(What is expected) From the 10 gallon tank thread, extract the passage starting with "# 10 gallon" and going on through "are the specs.", copied word for word.

(Passage shown)
◇ ◇ ◇ ◇ ◇ ◇ ◇

# 10 gallon revamp



## cableguy69846 (Feb 7, 2011)

Ok. So I just transferred everything from my fry tank to a new 10 gallon tank with substrate in it. Here are the specs.

Fry Tank
Tetra internal filter, and a Penn Plax air powered sponge filter
50watt heater
2 10watt full spectrum mini CFL bulbs.
No substrate

There were 2 chunks of mopani wood in the tank with Java Fern and some Anubius on them. A lot of guppies, mostly fry, one clam, one ghost shrimp, and 3 bulldog plecos.

Here is how it looked









I have changed things up now. I have transferred everything to another ten gallon tank.

New ten gallon
AquaClear 20
50watt heater
2 10watt full spectrum mini CFL lights
Eco Complete substrate.

I transferred all the flora and fauna over and this is what I have at the moment.









I am thinking I want to get rid of the guppies and get some Tetras of some sort. And I still am not sure what plants I am going to use for a carpet and some stem plants in the back. Any advice would be great.


----------



## Tex Gal (Nov 1, 2007)

How cute. I imagine your fry might like a little more dense planting. Have you thought of a few more plants? I like it with the substrate.


----------



## cableguy69846 (Feb 7, 2011)

◇ ◇ ◇ ◇ ◇ ◇ ◇

(Object position labeling lines)
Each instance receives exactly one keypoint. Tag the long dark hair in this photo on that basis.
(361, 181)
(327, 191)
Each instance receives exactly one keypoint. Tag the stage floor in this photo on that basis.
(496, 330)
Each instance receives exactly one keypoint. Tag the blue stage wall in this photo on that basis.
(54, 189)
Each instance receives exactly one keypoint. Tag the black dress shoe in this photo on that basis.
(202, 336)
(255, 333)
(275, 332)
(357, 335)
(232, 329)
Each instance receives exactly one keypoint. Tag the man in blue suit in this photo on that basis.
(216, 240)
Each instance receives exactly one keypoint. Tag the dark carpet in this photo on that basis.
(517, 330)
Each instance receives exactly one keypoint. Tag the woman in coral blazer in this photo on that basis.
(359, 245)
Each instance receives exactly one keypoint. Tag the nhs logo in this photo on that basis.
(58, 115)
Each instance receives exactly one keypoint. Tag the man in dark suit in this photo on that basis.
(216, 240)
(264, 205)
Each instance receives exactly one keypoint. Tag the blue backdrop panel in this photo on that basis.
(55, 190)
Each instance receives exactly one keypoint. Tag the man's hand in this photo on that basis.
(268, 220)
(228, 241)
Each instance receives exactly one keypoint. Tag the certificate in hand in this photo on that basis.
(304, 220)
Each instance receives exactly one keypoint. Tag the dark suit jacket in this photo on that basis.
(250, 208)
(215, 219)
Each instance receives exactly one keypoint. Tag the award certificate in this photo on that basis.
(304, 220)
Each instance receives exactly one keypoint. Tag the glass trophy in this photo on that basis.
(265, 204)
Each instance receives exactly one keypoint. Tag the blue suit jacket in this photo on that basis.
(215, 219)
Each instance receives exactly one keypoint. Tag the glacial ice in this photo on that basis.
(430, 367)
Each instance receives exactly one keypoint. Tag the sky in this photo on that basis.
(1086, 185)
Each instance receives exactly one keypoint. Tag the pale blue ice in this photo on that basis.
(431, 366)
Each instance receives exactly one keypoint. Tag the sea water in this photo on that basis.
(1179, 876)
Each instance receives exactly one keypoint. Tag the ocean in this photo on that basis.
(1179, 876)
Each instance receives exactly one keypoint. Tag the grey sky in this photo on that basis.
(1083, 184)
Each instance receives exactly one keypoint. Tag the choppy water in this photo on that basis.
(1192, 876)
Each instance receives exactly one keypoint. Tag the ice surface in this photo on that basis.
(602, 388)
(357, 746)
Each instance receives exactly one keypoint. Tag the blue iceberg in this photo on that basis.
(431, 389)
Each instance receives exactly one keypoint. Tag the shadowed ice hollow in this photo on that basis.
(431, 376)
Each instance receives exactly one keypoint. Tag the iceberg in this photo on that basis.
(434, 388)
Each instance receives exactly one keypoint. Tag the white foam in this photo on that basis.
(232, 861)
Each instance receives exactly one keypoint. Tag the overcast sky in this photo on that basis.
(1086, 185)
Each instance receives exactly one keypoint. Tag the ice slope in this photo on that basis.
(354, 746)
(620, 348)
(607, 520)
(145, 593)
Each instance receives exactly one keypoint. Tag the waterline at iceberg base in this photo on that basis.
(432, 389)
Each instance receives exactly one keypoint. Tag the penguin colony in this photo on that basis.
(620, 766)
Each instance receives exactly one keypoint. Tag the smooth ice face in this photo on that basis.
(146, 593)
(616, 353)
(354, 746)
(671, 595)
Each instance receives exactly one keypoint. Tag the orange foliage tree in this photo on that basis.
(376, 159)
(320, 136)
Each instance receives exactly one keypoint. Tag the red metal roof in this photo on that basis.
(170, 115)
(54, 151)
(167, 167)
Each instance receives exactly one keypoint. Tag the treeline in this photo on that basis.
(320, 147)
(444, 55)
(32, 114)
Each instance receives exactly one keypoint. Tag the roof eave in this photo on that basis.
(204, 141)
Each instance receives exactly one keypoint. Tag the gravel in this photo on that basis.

◇ ◇ ◇ ◇ ◇ ◇ ◇

(Response for this exercise)
# 10 gallon revamp



## cableguy69846 (Feb 7, 2011)

Ok. So I just transferred everything from my fry tank to a new 10 gallon tank with substrate in it. Here are the specs.